Text block ::
Messenger birds have been around for a long time, and can travel much faster than a man on horse.
The Romans were good at roads, and with peace comes trading, so it would be in everyone's best interest to establish a good route with inns every 30-40 miles. These would also be great places to house messenger birds, so a message could be written in Rome and sent down the line from bird to bird until it got to the emperor of China.

Edit:
While kind of a joke, there is a protocol for IP over Avian Carrier.
In a race between a pigeon, a car, and Australia's Telestra internet provider, the pigeon transfered a 700 mb video file in 1 hour 5 minutes. The car took 2 hours 10 minutes, and the file upload was estimated to take 4 hours, but kept losing connection.

While slower than light, their carrying capacity is pretty high, and things like maps, diagrams, mathematical calculations, pictures and other non alphanumeric items are much easier to transmit.

Exercise directions ::
Quote the passage on messenger birds above, starting at "The Romans were" and ending at "emperor of China.".

Dataset extract ::
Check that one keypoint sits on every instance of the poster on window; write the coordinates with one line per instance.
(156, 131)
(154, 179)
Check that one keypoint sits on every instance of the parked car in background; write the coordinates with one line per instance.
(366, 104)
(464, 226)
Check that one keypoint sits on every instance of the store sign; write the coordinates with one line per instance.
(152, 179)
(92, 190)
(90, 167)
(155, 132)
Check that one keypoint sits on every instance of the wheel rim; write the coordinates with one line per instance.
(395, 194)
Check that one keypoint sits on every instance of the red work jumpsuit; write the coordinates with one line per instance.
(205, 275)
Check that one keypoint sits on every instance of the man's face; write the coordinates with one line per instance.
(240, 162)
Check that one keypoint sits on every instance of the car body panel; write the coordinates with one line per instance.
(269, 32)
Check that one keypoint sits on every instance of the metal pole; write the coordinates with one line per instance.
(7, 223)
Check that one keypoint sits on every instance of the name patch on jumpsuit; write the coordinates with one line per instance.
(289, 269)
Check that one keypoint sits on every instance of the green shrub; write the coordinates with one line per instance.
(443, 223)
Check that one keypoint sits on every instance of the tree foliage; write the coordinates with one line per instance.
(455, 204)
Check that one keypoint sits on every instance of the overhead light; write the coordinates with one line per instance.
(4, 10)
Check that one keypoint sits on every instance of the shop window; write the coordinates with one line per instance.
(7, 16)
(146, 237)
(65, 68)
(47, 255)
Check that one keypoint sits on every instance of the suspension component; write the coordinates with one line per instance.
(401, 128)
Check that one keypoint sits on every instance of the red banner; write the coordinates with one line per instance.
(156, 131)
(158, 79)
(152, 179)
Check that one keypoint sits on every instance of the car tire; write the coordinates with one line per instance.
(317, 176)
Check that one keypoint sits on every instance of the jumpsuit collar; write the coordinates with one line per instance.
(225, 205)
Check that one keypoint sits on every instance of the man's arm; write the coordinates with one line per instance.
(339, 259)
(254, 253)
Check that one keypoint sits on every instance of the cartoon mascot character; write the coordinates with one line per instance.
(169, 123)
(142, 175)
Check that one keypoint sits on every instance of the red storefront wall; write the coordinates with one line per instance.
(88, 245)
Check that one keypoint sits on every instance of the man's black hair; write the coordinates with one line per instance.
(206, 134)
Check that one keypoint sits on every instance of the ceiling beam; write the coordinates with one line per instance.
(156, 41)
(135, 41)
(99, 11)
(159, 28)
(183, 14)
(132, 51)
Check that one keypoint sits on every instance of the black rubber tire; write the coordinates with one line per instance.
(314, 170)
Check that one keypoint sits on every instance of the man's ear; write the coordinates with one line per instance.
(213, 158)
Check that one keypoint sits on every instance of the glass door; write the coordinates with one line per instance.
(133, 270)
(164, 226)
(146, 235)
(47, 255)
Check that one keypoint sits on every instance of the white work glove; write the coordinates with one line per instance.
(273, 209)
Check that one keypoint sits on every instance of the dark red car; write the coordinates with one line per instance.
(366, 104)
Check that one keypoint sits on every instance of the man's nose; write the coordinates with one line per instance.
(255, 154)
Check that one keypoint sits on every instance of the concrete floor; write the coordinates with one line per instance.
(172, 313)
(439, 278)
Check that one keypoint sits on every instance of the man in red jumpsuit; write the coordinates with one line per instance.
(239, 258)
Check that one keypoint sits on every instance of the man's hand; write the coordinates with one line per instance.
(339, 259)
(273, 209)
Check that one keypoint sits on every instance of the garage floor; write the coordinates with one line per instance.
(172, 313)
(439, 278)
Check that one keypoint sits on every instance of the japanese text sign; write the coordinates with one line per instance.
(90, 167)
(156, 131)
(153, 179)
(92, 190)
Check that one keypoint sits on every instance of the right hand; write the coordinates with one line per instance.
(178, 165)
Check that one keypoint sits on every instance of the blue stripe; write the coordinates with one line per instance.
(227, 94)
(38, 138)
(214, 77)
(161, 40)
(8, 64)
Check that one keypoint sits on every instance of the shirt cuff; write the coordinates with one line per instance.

--

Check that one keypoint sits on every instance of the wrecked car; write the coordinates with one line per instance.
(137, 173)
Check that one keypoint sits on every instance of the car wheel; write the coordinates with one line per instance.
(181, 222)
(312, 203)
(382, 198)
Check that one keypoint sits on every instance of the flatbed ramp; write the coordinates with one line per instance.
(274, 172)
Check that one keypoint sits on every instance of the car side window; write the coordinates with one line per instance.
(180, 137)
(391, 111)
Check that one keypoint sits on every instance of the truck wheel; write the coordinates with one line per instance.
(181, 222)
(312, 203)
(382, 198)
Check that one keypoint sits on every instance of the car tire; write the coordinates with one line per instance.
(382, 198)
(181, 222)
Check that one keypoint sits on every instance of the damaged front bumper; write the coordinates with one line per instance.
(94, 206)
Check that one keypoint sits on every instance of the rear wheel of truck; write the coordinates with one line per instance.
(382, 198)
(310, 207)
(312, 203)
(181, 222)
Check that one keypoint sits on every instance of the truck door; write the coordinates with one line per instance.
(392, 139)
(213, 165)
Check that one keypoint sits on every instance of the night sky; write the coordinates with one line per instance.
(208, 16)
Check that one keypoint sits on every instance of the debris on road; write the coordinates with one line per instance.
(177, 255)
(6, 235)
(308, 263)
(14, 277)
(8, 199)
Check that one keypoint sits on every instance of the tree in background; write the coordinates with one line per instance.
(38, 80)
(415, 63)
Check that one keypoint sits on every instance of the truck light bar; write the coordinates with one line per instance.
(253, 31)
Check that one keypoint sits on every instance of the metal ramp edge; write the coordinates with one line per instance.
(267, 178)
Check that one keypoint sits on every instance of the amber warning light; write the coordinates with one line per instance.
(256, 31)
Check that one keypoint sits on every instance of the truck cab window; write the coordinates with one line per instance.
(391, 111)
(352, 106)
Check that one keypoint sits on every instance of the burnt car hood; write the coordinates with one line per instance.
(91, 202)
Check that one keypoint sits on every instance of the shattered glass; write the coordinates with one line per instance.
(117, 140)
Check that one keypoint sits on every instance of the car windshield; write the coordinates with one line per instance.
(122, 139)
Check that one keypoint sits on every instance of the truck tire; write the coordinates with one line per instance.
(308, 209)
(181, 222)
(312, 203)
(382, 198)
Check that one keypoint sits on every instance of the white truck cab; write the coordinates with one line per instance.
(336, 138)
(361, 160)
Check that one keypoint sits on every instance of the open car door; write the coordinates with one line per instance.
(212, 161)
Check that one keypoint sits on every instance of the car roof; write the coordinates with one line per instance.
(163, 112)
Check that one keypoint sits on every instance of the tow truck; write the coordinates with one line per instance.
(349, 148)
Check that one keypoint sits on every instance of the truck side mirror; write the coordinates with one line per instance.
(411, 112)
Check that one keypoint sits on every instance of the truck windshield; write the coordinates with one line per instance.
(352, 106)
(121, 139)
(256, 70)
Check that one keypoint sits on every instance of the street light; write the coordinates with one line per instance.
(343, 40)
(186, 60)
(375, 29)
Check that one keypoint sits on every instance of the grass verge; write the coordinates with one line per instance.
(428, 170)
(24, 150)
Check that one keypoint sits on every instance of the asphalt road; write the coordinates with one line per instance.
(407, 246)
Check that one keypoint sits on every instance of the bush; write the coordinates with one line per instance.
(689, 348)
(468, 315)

Solved problem ::
The Romans were good at roads, and with peace comes trading, so it would be in everyone's best interest to establish a good route with inns every 30-40 miles. These would also be great places to house messenger birds, so a message could be written in Rome and sent down the line from bird to bird until it got to the emperor of China.